▶ [EXCERPT]
Where the Action Is

Lily Dale residents share the messages their dead relatives have related from the other side.

BY: Christine Wicker

Christine Wicker's book, "Lily Dale," explores America's oldest Spiritualist community - a place where it's commonplace to commune with the spirits of dead loved ones. This account of Spiritualist views of the afterlife is excerpted and adapted from "Lily Dale" with permission of HarperSanFrancisco.

Spirits don't often talk about life after death, and the Spiritualists themselves differ on what happens. They don't agree on how long the spirits stick around to converse. Some think spirits aren't available right after death because they're too mixed up about their states. Others think spirits linger for only a short while and then go off to do whatever spirits do. And then there are those who think that the spirits stay available as long as anyone on earth still remembers them.

▶ [ACTIVITY LIST]
**a)** In the Lily Dale excerpt, what reason is given for why some Spiritualists think spirits can't be reached right after death?
**b)** Reproduce the Lily Dale excerpt word for word, from the part that opens with the words containing "Lily Dale residents" and closes with "permission of HarperSanFrancisco.".

▶ [PROVIDED DATA]

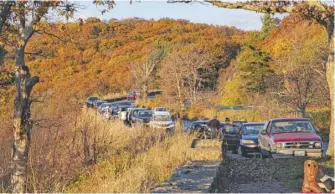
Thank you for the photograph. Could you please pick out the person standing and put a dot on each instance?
(123, 116)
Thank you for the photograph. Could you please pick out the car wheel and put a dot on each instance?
(235, 151)
(241, 152)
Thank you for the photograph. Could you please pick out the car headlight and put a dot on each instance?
(277, 145)
(247, 141)
(318, 144)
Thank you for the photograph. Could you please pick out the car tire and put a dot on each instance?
(261, 154)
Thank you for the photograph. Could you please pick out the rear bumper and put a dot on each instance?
(291, 152)
(250, 148)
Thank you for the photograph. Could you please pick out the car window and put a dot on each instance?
(230, 129)
(144, 114)
(162, 117)
(268, 126)
(251, 129)
(291, 127)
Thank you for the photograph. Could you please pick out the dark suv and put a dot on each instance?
(248, 134)
(91, 100)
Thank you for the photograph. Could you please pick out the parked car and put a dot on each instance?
(102, 108)
(162, 120)
(119, 107)
(143, 116)
(133, 113)
(248, 134)
(97, 103)
(289, 137)
(196, 125)
(133, 95)
(239, 123)
(231, 139)
(158, 109)
(91, 100)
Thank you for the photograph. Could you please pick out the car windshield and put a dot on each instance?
(291, 126)
(230, 129)
(197, 124)
(162, 118)
(92, 98)
(251, 129)
(142, 114)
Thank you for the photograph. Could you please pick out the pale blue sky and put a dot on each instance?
(194, 12)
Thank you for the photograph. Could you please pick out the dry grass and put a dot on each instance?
(62, 149)
(142, 173)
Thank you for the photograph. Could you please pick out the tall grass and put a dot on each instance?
(62, 150)
(142, 173)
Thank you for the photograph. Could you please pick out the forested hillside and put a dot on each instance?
(75, 60)
(278, 69)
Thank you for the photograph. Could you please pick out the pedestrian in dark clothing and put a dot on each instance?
(214, 125)
(227, 120)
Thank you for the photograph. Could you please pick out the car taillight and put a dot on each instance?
(317, 144)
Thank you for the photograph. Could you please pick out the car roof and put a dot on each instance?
(201, 121)
(253, 123)
(290, 119)
(145, 111)
(162, 113)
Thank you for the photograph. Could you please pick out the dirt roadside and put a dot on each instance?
(192, 178)
(254, 175)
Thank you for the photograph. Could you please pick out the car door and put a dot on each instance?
(266, 137)
(230, 136)
(261, 135)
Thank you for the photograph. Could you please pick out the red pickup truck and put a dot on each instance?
(289, 137)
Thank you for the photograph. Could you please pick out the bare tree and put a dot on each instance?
(143, 71)
(19, 20)
(313, 10)
(300, 88)
(183, 75)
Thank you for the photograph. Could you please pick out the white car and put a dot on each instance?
(162, 120)
(160, 109)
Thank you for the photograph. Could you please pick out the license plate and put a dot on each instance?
(299, 153)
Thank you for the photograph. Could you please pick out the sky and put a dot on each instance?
(194, 12)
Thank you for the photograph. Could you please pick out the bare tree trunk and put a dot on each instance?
(144, 94)
(302, 112)
(181, 104)
(22, 123)
(330, 80)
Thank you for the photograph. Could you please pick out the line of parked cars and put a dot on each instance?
(281, 137)
(160, 117)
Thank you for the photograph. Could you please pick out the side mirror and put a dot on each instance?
(317, 129)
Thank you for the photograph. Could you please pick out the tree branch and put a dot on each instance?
(258, 6)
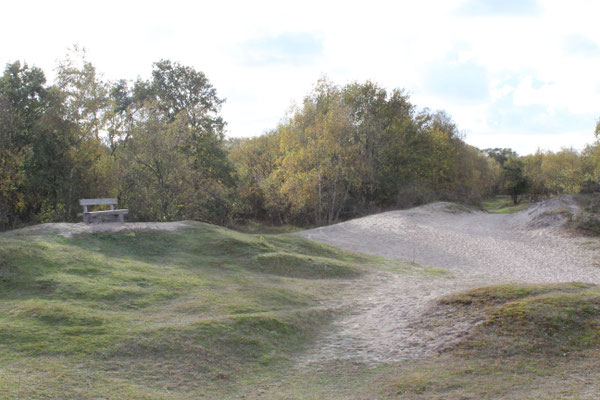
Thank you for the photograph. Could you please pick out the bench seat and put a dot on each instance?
(111, 215)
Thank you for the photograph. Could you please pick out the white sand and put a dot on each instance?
(478, 249)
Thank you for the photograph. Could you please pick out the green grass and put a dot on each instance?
(503, 205)
(213, 313)
(157, 315)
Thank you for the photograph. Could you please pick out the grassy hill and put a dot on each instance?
(157, 315)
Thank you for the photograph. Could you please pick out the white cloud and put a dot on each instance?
(538, 55)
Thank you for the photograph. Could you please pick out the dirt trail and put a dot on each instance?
(479, 249)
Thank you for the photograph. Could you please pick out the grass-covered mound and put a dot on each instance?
(503, 205)
(159, 314)
(545, 319)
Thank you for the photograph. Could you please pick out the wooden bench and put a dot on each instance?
(111, 215)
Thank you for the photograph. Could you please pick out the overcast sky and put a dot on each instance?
(511, 73)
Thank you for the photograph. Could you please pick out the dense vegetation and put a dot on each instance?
(159, 146)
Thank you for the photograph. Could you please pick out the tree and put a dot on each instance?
(515, 181)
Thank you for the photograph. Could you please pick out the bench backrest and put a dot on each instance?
(97, 202)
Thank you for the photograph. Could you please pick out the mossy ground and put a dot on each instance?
(158, 315)
(503, 205)
(213, 313)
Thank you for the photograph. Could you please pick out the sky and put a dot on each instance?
(523, 74)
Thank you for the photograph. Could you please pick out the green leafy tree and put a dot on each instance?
(515, 181)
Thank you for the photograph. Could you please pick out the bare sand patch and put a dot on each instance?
(71, 229)
(394, 317)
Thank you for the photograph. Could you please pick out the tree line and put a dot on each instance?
(158, 145)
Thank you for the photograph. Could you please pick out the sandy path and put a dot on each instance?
(478, 249)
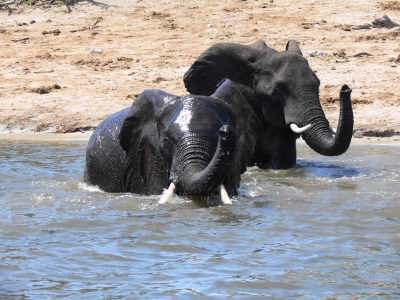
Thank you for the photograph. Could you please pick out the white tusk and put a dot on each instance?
(224, 196)
(167, 194)
(296, 129)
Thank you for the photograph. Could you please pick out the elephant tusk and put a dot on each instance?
(296, 129)
(167, 194)
(224, 196)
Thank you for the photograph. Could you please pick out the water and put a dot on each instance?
(326, 229)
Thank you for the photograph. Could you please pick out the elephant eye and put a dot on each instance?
(279, 93)
(166, 144)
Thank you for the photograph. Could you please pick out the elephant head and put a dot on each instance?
(283, 91)
(194, 144)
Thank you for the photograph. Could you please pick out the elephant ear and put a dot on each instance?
(139, 139)
(293, 46)
(222, 60)
(248, 128)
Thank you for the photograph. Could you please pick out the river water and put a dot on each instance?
(327, 229)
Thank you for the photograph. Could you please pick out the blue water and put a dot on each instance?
(327, 229)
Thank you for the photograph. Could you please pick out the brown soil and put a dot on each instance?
(51, 82)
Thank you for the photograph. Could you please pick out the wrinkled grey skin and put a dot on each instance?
(282, 90)
(196, 142)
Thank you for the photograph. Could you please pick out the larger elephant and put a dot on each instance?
(195, 145)
(283, 91)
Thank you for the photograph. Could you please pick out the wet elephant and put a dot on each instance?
(195, 145)
(283, 91)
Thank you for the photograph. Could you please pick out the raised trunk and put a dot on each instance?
(200, 174)
(319, 137)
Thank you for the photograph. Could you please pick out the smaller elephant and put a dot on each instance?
(196, 145)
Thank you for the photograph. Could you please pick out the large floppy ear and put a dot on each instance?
(139, 139)
(223, 60)
(293, 46)
(247, 125)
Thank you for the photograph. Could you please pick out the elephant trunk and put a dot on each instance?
(319, 136)
(200, 174)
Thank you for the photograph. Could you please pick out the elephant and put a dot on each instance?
(283, 91)
(195, 145)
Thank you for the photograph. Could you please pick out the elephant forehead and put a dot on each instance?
(197, 112)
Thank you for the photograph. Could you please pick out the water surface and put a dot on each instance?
(327, 229)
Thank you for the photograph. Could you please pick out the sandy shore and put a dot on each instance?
(50, 82)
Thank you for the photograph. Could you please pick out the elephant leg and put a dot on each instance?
(276, 149)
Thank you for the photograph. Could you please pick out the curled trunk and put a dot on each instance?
(319, 137)
(201, 174)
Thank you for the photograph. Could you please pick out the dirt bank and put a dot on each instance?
(51, 82)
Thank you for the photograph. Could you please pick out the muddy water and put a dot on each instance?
(327, 229)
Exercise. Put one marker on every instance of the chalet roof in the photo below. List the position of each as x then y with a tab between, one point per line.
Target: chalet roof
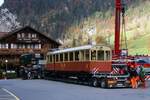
28	27
2	34
85	47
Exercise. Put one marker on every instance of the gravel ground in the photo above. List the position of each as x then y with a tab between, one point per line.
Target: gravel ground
52	90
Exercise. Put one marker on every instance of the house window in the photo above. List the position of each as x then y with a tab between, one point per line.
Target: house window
18	35
29	35
12	45
23	35
39	46
33	35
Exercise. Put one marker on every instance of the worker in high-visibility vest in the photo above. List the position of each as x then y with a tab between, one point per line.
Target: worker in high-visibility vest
142	76
133	76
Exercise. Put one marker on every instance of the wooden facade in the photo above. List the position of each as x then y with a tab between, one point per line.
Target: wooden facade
21	41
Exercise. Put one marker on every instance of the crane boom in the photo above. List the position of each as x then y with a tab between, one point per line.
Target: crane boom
117	27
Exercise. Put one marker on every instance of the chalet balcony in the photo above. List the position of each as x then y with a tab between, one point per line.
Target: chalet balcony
20	51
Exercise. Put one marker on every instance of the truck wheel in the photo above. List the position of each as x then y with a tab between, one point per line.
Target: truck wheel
103	84
95	82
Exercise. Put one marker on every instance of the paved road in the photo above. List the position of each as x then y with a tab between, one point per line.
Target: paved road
7	95
51	90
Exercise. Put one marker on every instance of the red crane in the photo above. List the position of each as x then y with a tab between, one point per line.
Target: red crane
117	28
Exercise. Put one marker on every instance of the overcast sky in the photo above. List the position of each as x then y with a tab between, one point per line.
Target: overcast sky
1	2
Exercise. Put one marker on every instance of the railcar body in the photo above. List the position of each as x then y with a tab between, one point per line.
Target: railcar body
85	59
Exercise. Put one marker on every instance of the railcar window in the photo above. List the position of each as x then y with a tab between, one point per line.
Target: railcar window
77	55
100	55
61	57
66	57
57	57
82	55
86	54
71	56
107	55
54	58
93	55
50	58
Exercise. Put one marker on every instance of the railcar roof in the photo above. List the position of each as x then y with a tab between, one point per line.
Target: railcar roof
86	47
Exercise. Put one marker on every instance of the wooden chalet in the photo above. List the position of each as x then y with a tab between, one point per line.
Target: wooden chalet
21	41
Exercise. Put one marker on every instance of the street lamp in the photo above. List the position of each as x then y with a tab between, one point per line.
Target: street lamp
6	61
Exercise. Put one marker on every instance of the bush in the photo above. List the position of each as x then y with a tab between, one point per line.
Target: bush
1	74
11	75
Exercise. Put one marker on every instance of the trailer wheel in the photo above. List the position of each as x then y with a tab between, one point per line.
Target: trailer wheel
103	83
95	82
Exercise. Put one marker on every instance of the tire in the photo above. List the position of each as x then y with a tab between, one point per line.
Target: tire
103	83
95	82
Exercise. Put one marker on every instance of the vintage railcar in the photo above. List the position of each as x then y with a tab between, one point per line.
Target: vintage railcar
89	62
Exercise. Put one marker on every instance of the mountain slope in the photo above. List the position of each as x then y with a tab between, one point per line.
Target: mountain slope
79	22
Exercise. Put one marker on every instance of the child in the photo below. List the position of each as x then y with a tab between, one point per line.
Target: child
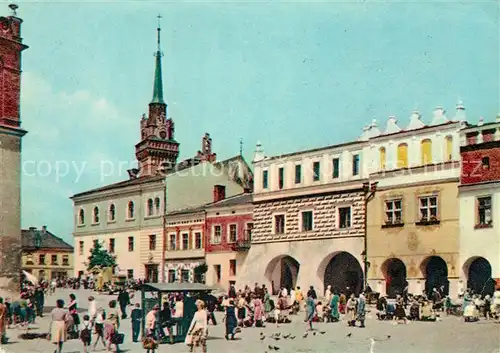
99	327
86	333
136	318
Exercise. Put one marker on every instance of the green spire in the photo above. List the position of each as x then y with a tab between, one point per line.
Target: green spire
158	84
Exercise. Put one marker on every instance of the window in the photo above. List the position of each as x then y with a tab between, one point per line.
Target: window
393	211
345	217
279	224
232	267
281	178
217	271
112	212
130	210
233	233
96	215
171	276
185	276
484	211
307	219
185	241
355	164
382	158
173	241
217	235
448	148
264	179
428	208
426	151
150	207
485	161
402	155
298	174
157	205
316	171
81	217
335	168
197	240
112	245
152	242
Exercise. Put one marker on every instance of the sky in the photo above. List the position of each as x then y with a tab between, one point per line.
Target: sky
292	75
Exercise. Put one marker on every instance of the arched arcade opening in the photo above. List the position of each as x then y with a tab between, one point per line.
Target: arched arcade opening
282	271
435	271
394	271
343	272
478	272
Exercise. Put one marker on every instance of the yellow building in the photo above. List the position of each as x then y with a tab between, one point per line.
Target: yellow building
46	256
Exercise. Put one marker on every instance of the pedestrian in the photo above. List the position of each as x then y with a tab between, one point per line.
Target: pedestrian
361	310
310	310
86	333
99	327
124	300
198	330
59	318
136	319
230	320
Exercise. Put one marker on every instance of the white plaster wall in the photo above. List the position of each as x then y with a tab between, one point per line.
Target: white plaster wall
479	242
312	255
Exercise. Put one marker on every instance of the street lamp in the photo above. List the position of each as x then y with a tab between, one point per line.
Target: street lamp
369	190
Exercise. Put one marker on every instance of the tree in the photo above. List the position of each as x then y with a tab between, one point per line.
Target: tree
100	257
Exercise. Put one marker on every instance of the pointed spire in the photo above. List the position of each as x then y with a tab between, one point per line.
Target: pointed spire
158	83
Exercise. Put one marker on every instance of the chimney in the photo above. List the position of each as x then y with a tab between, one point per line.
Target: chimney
219	193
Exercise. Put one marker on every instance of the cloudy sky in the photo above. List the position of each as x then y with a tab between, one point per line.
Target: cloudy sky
293	75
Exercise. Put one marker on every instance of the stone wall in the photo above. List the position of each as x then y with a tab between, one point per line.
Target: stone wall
325	217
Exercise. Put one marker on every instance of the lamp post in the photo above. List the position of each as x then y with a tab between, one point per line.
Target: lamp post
369	190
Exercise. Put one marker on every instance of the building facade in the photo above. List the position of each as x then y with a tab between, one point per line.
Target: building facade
307	203
412	223
229	224
479	199
46	256
11	133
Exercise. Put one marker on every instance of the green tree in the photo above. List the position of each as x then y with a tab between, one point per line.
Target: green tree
100	257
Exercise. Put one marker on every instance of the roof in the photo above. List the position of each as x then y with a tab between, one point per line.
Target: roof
49	240
176	287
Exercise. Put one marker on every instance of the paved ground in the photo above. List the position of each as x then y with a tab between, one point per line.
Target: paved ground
448	335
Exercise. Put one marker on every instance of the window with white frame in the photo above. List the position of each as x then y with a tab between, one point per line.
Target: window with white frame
233	233
185	241
307	221
428	208
484	215
217	234
279	224
394	211
344	214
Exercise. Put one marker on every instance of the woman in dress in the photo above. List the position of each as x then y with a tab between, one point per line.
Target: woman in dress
57	329
258	308
351	311
198	330
310	311
334	307
73	310
111	326
231	320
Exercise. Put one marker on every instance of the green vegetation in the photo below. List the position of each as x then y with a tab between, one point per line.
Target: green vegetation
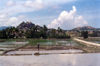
29	30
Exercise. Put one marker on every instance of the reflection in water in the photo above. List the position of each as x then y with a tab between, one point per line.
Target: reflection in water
52	60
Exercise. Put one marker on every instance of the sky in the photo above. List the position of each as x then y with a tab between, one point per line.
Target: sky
66	14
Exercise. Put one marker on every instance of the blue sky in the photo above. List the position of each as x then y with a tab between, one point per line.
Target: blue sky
66	14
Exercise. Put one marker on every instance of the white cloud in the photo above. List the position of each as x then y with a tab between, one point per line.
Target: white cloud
10	3
37	4
68	20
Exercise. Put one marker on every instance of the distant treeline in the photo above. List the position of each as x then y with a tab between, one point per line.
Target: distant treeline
29	30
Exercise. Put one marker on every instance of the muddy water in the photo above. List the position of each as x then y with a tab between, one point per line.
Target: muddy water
70	51
52	60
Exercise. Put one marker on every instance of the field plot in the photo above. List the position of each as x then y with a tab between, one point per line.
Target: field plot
10	45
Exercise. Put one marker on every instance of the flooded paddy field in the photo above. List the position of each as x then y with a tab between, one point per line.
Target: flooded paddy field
51	53
90	59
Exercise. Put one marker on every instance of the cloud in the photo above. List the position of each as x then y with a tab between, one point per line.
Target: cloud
10	3
37	4
68	20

▶ [PROBLEM SOLUTIONS]
**a)** Some Spiritualists think spirits can't be reached right after death because the spirits are too mixed up about their states.

**b)**
Lily Dale residents share the messages their dead relatives have related from the other side.

BY: Christine Wicker

Christine Wicker's book, "Lily Dale," explores America's oldest Spiritualist community - a place where it's commonplace to commune with the spirits of dead loved ones. This account of Spiritualist views of the afterlife is excerpted and adapted from "Lily Dale" with permission of HarperSanFrancisco.